• _EXERCICE 1_: Traduisez en anglais cette phrase du compte rendu d'audition sur la CMU : « Plus le revenu par unité de consommation est élevé, plus la part des personnes dont l'entreprise assure cette couverture est importante. »
• _EXERCICE 2_: Dans le compte rendu d'audition sur la CMU, à combien le Gouvernement a-t-il évalué le coût par personne ?
• _EXERCICE 3_: Poursuivez le compte rendu d'audition sur la CMU à partir de sa dernière phrase.
══ TEXTE FOURNI ══
B. AUDITION DE MME DOMINIQUE POLTON, DIRECTEUR DU CENTRE DE RECHERCHE D'ÉTUDE ET DE DOCUMENTATION EN ÉCONOMIE DE LA SANTÉ (CREDES), ET DE M. MICHEL GRIGNON, DIRECTEUR DE RECHERCHE
La
commission a ensuite procédé à l'audition de
Mme
Dominique Polton, directrice du Centre de recherche d'étude et de
documentation en économie de la santé (CREDES),
et de
M.
Michel Grignon, directeur de recherche
.
M. Charles Descours, rapporteur,
a demandé quelle était la
part de la population concernée par la CMU disposant déjà
d'une couverture complémentaire, notamment dans le cadre de leur
entreprise. Il s'est interrogé sur le niveau de la couverture maladie
complémentaire de ces personnes et sur
l'homogénéité existant entre les branches
professionnelles. Citant l'évaluation faite par le Gouvernement d'un
coût de 1.500 francs par personne, il a demandé si elle
était raisonnable et si l'institution d'une couverture maladie
universelle n'allait pas se traduire par un effet de " rattrapage ".
Répondant à la question du rapporteur sur la part de la
population concernée par la couverture maladie universelle disposant
déjà d'une couverture complémentaire
,
Mme Dominique Polton
a détaillé les résultats
d'une enquête réalisée en 1996 auprès d'un
échantillon de bénéficiaires dépendant des trois
principaux régimes d'assurance maladie.
M. Michel Grignon
a
précisé que cette enquête se fonde sur une échelle
d'équivalence, dite " échelle d'Oxford " (1 pour le
chef de ménage, 0,7 pour le deuxième adulte et 0,5 pour les moins
de quatorze ans), qui est différente de celle retenue par le projet de
loi (1 pour le chef de ménage, 0,5 pour le deuxième adulte et 0,3
pour les moins de quatorze ans). Sur 8,5 millions de personnes ayant moins
de 3.000 francs de revenu par unité de consommation (au lieu de 6
millions de personnes dans le cadre de l'échelle retenue par la CMU),
6,3 millions disposeraient déjà d'une couverture
complémentaire, dont 2,7 millions via leur entreprise. Plus le
revenu par unité de consommation est élevé, plus la part
des personnes dont l'entreprise assure cette couverture est importante.
Mme
Dominique Polton
a toutefois souligné que le pourcentage de
personnes couvertes était probablement surestimé, du fait du mode
d'enquête qui ne permet d'appréhender que des personnes disposant
d'un logement et plus généralement celles qui sont le mieux
insérées socialement.
En réponse à une observation de
M. Charles Descours,
rapporteur
,
Mme Dominique Polton
a confirmé que la
couverture maladie universelle aurait pour conséquence une perte de
cotisations pour les organismes de protection complémentaire.
═══
══ EXTRAITS DE DONNÉES ══
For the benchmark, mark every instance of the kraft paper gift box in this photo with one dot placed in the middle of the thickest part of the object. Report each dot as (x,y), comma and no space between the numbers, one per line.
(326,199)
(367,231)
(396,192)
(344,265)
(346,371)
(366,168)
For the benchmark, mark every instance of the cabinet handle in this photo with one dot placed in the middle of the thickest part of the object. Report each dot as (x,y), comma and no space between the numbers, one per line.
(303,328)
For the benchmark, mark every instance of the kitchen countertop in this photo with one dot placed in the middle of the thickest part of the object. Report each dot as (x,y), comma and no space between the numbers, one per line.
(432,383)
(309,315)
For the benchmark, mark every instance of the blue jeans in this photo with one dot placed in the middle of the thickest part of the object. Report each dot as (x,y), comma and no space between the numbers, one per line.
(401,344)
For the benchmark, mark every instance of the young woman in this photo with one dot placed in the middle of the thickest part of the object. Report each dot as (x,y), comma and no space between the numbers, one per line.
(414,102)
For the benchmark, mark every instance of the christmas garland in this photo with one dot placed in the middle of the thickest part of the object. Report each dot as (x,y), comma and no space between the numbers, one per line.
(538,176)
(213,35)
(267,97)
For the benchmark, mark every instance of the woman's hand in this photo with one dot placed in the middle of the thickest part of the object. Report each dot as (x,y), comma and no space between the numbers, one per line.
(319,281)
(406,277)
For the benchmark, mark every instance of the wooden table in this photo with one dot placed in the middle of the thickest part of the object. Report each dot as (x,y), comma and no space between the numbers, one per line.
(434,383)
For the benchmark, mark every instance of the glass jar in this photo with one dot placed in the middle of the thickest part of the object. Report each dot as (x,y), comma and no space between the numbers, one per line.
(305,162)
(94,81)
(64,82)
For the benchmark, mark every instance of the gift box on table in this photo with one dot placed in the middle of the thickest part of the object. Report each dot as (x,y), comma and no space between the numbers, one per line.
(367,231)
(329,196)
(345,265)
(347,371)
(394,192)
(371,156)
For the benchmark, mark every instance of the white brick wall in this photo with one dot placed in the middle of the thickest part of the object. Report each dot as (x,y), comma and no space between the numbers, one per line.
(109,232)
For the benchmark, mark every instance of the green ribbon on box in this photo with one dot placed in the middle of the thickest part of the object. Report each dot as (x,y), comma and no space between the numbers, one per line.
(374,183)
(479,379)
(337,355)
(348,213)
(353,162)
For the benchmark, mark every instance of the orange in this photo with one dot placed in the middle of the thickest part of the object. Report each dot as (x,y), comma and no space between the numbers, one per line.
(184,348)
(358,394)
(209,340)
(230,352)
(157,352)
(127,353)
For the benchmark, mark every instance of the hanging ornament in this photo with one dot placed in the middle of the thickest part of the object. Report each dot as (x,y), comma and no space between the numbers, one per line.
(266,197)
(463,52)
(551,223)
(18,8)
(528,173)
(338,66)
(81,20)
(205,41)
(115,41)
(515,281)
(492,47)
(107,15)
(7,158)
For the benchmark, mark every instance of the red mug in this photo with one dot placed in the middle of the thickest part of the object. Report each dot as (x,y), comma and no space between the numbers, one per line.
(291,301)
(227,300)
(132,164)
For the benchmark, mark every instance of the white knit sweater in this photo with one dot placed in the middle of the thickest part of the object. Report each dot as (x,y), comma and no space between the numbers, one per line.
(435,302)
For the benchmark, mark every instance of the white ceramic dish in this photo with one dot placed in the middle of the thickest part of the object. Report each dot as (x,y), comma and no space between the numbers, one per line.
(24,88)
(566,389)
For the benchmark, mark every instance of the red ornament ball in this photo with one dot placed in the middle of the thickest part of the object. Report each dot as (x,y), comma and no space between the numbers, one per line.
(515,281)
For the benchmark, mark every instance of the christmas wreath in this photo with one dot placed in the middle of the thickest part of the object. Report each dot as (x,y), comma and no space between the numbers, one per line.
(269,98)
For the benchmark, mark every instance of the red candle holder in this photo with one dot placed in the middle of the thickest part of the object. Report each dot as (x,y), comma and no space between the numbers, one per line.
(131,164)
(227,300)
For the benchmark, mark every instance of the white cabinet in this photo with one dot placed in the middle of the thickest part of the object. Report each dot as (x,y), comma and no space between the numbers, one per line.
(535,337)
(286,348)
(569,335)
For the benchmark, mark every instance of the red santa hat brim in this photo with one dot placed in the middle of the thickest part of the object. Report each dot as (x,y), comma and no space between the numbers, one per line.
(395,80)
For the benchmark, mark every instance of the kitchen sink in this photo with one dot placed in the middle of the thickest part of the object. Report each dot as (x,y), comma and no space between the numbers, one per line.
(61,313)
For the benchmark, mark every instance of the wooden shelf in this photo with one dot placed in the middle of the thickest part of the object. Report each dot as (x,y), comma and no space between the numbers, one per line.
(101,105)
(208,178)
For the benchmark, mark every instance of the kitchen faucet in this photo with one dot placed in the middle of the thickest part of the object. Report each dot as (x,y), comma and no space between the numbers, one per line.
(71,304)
═══
• _RÉPONSE 1_: The higher the income per consumption unit, the larger the share of people whose company provides this coverage.

• _RÉPONSE 2_: À 1.500 francs par personne.

• _RÉPONSE 3_:
Concernant le niveau de couverture,
Mme Dominique Polton
a reconnu que
cette question était effectivement essentielle. Elle a
précisé qu'il n'existait malheureusement pas, pour l'instant, de
données objectives sur la qualité de la couverture et que les
seules informations connues étaient subjectives, fondées sur
l'opinion des personnes interrogées sur le niveau de remboursement. Elle
a observé que cette enquête faisait apparaître que le
pourcentage de personnes jugeant que leur couverture prend en charge
" intégralement ", ou " bien ", leurs
dépenses n'était pas différent chez les personnes ayant
des revenus inférieurs à 3.000 francs par rapport au reste
de la population. Elle a toutefois précisé qu'il lui semblait
probable que les couvertures collectives (d'entreprise) offrent un meilleur
niveau de protection et un meilleur rapport qualité/prix, par rapport
aux contrats souscrits individuellement.
M. Michel Grignon
a remarqué que le niveau de revenus
n'était pas un facteur déterminant de renoncement aux soins,
contrairement au fait d'être couvert ou non par une assurance
complémentaire.
Mme Dominique Polton
a indiqué qu'elle ne disposait pas
d'informations sur la question de l'homogénéité entre les
différentes branches professionnelles.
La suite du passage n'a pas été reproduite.